> **Task prompt**: Transcribe the data in full and exactly, omitting any pictures.
--- Start ---
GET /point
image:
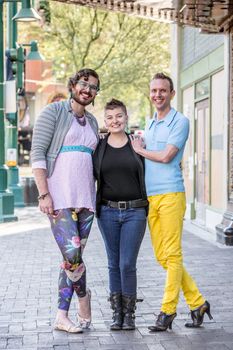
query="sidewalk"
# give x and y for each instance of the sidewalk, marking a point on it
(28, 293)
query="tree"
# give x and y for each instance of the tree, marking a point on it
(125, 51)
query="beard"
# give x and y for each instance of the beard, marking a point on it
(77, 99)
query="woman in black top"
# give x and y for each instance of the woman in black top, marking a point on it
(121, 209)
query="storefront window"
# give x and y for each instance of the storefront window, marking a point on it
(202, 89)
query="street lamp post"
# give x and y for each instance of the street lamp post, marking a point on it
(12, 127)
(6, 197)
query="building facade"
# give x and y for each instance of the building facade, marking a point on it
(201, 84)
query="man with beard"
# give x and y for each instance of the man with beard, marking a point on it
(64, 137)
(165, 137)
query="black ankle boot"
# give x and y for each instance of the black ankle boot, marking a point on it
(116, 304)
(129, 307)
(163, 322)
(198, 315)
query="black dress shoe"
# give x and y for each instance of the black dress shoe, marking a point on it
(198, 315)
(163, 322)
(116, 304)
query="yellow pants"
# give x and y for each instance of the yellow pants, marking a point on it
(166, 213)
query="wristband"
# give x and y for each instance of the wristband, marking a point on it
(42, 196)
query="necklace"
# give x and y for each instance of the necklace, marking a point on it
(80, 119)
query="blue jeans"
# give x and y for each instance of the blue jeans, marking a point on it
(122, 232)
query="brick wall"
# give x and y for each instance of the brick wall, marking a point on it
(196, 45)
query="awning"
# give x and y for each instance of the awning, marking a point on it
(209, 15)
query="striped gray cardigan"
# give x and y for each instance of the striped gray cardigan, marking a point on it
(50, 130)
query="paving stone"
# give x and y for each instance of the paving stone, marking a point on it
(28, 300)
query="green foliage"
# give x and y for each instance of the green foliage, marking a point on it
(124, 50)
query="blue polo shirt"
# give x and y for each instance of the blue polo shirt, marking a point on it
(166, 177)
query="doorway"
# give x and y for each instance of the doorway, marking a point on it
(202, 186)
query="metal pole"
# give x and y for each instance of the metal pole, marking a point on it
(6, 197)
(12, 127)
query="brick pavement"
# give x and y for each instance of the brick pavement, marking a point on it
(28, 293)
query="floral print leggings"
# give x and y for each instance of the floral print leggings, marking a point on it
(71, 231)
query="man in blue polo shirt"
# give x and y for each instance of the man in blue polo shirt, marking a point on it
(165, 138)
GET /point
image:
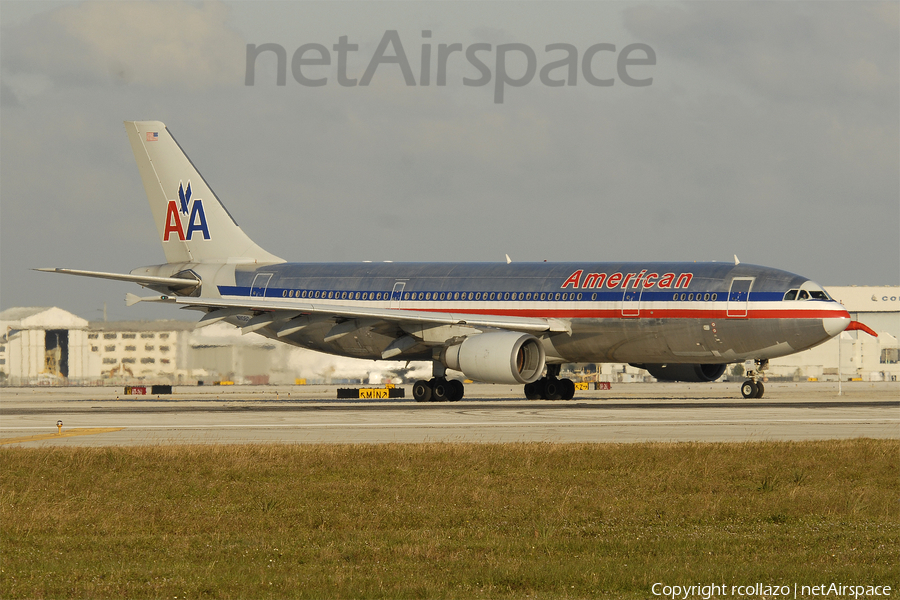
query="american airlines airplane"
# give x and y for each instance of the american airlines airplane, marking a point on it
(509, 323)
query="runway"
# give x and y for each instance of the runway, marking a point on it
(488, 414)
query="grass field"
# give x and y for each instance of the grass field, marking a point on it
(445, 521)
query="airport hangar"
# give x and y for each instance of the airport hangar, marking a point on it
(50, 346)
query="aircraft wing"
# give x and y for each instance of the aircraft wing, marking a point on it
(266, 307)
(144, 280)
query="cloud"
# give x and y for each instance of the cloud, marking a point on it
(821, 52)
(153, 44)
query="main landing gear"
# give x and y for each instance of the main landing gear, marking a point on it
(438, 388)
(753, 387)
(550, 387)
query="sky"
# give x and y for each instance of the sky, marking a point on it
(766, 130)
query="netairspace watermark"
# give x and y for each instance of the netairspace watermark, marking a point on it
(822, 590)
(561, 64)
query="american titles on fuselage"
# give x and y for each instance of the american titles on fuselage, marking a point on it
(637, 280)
--- End ---
> **Task output**:
GET /point
image:
query="sidewalk"
# give x and y for each instance of the sidewalk, marking a point on it
(28, 293)
query="tree"
# give x and y for each instance of the tree, marking a point on it
(125, 51)
query="beard"
# give x and y for each instance of the beard, marking a point on it
(77, 99)
query="woman in black top"
# give x and y for each instance of the woman in black top, marking a point on it
(121, 209)
query="storefront window"
# give x and y for each instance of the storefront window, marking a point on it
(202, 89)
query="street lamp post"
# give x and y for each instance of the street lamp post, marking a point on it
(12, 127)
(6, 197)
query="building facade"
# give x and y for each instance of the building facade, marking a point on it
(201, 84)
query="man with beard"
# give x and y for each instance of the man with beard, marking a point on it
(64, 137)
(165, 137)
query="black ankle boot"
# give x and y for each instance of the black ankle boot, marking a point on it
(116, 304)
(129, 307)
(163, 322)
(198, 315)
query="black dress shoe"
# give x and y for each instance of the black dress shoe, marking a point on it
(198, 315)
(163, 322)
(116, 304)
query="yellow pants"
# give x and y for each instance of the yellow pants, marking a point on it
(166, 213)
query="wristband"
# give x and y for each instance of the wristband, marking a point on it
(42, 196)
query="necklace"
# give x and y for each instance of the necklace, marking a point on it
(80, 119)
query="blue jeans"
# give x and y for each instance of the blue jeans, marking a point on it
(122, 232)
query="brick wall"
# give x and y for each instance of the brick wall, marking a point on it
(196, 45)
query="awning"
# give x and y for each instance of the awning, marking a point on it
(209, 15)
query="striped gray cardigan"
# give x and y for each instance of the striped gray cardigan, marking a point on it
(50, 130)
query="paving stone"
# give x and y for each instance of the paving stone, marking a point on it
(28, 300)
query="green foliage"
# give x and y for each instance of the green foliage, marking a point on it
(124, 50)
query="blue polo shirt"
# give x and y for each instance of the blue polo shirt, marking a point on it
(166, 177)
query="doorway"
# give x and y for each instance of the doorway, marking a point on it
(202, 186)
query="metal pole"
# give x and y for each instance of the metal pole, marking a point on it
(6, 197)
(12, 127)
query="brick pavement"
# give x and y for each instance of the brick pavement, marking a point on it
(28, 293)
query="floral print leggings"
# give x and y for each instance of the floral print leggings, marking a point on it
(71, 231)
query="man in blue polo shirt"
# give x and y for each instance of the man in blue polo shirt, marking a point on it
(165, 138)
GET /point
image:
query="american airlines airplane"
# give x and y for each instance of the american airlines airplane, marking a point on it
(509, 323)
query="runway"
# give x and y for each instance of the runway, marking a point on it
(488, 414)
query="grass field"
# give x and y for each instance of the grass field, marking a point on it
(445, 521)
query="airport hangar"
# give x and y for each instance of the airport hangar, marking a point on it
(50, 346)
query="aircraft wing"
# give x and y for each instance of the aircraft wing, marking a point on it
(266, 307)
(144, 280)
query="cloud"
# give x and y for each instance of the cloud, marking a point on it
(821, 52)
(153, 44)
query="main landing gear"
# give x and y for each instance of the main landing gear, marking a point on it
(438, 388)
(753, 387)
(550, 387)
query="sky"
# give x and y for each instance of the sky, marking a point on it
(766, 130)
query="netairspace watermark"
# give x and y for each instance of the netairspace watermark, marking a point on it
(822, 590)
(561, 64)
query="american titles on fuselage"
# give x and y for each instance of the american titles on fuselage, marking a point on it
(637, 280)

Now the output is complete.